═══ MATERIAL PROVIDED ═══

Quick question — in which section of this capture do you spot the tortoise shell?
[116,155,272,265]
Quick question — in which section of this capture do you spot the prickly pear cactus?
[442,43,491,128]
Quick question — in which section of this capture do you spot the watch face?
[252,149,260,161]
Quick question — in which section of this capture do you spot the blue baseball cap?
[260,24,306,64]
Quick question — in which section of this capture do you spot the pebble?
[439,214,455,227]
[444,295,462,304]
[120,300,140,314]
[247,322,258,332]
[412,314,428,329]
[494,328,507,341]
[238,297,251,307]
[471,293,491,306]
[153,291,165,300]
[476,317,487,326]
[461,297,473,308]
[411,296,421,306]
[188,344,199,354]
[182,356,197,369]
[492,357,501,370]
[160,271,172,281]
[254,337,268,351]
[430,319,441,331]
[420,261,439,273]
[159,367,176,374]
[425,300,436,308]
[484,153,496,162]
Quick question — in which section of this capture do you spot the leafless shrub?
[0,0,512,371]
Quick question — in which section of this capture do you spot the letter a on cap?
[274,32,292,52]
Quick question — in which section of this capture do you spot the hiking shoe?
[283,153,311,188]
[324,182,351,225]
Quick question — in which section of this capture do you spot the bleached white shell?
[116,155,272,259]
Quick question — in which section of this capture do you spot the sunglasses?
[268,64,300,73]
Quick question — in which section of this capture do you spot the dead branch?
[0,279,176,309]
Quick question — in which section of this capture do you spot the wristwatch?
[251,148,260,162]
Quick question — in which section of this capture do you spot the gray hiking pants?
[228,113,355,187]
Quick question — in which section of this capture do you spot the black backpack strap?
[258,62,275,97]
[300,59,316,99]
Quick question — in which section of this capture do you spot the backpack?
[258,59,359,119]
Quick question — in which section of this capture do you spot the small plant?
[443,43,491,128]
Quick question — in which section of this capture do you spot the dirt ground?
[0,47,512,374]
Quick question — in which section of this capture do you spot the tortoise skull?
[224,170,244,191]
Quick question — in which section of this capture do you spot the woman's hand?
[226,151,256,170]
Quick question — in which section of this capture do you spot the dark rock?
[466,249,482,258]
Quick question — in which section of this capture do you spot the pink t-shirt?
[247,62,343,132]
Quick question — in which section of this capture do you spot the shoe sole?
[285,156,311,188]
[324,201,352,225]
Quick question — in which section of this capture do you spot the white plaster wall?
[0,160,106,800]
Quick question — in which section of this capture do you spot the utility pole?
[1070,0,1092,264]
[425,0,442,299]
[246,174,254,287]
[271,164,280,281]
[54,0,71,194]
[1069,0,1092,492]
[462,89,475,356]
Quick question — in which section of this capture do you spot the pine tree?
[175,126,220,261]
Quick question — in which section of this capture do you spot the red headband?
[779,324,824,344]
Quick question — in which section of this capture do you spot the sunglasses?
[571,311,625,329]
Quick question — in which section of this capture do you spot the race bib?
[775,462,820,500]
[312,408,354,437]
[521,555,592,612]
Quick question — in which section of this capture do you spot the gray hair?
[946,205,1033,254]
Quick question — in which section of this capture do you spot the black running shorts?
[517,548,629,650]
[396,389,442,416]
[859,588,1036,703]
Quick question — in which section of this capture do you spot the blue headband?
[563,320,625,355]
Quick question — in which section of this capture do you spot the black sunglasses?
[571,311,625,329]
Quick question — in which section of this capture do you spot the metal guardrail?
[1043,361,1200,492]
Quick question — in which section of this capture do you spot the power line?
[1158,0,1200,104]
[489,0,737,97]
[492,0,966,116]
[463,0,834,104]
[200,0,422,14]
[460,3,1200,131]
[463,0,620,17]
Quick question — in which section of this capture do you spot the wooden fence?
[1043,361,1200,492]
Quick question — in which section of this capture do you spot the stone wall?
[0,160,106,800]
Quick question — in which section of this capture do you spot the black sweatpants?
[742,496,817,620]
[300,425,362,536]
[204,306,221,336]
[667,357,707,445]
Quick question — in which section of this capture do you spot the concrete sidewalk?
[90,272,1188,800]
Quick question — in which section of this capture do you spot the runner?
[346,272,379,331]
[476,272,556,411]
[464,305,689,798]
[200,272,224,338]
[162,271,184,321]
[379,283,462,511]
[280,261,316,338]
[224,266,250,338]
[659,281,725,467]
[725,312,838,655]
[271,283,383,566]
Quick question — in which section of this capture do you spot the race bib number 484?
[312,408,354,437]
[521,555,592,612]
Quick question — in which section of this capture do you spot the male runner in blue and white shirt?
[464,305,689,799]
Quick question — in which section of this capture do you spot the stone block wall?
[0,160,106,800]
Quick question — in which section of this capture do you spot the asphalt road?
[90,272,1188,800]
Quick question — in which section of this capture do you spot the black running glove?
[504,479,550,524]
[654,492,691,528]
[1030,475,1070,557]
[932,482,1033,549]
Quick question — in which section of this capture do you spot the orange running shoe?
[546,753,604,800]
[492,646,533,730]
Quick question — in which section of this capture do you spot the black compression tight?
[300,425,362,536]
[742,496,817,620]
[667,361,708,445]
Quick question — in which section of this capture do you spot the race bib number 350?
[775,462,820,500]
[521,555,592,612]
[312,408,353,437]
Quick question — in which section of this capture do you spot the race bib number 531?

═══

• WHAT THE TASK ASKS
In the entries above, find the line containing "the asphalt road?". Set down that line and every line after it through the last one, exactly and alone.

• EXPECTED OUTPUT
Quick question — in which section of this capture do you spot the asphalt road?
[90,272,1188,800]
Quick question — in which section of this capture do you spot the black running glove?
[504,479,550,524]
[654,492,691,528]
[1030,475,1070,557]
[932,482,1033,549]
Quick question — in which section of this capture do you spot the orange running shoe?
[546,753,604,800]
[492,646,533,730]
Quick question — in which section of this capture do you spot the black compression tight?
[300,425,362,536]
[742,496,817,620]
[667,361,708,445]
Quick question — in which section of this capture do you spot the race bib number 350?
[775,462,820,500]
[521,555,592,612]
[312,408,353,437]
Quick question — in which section of this capture do you spot the race bib number 531?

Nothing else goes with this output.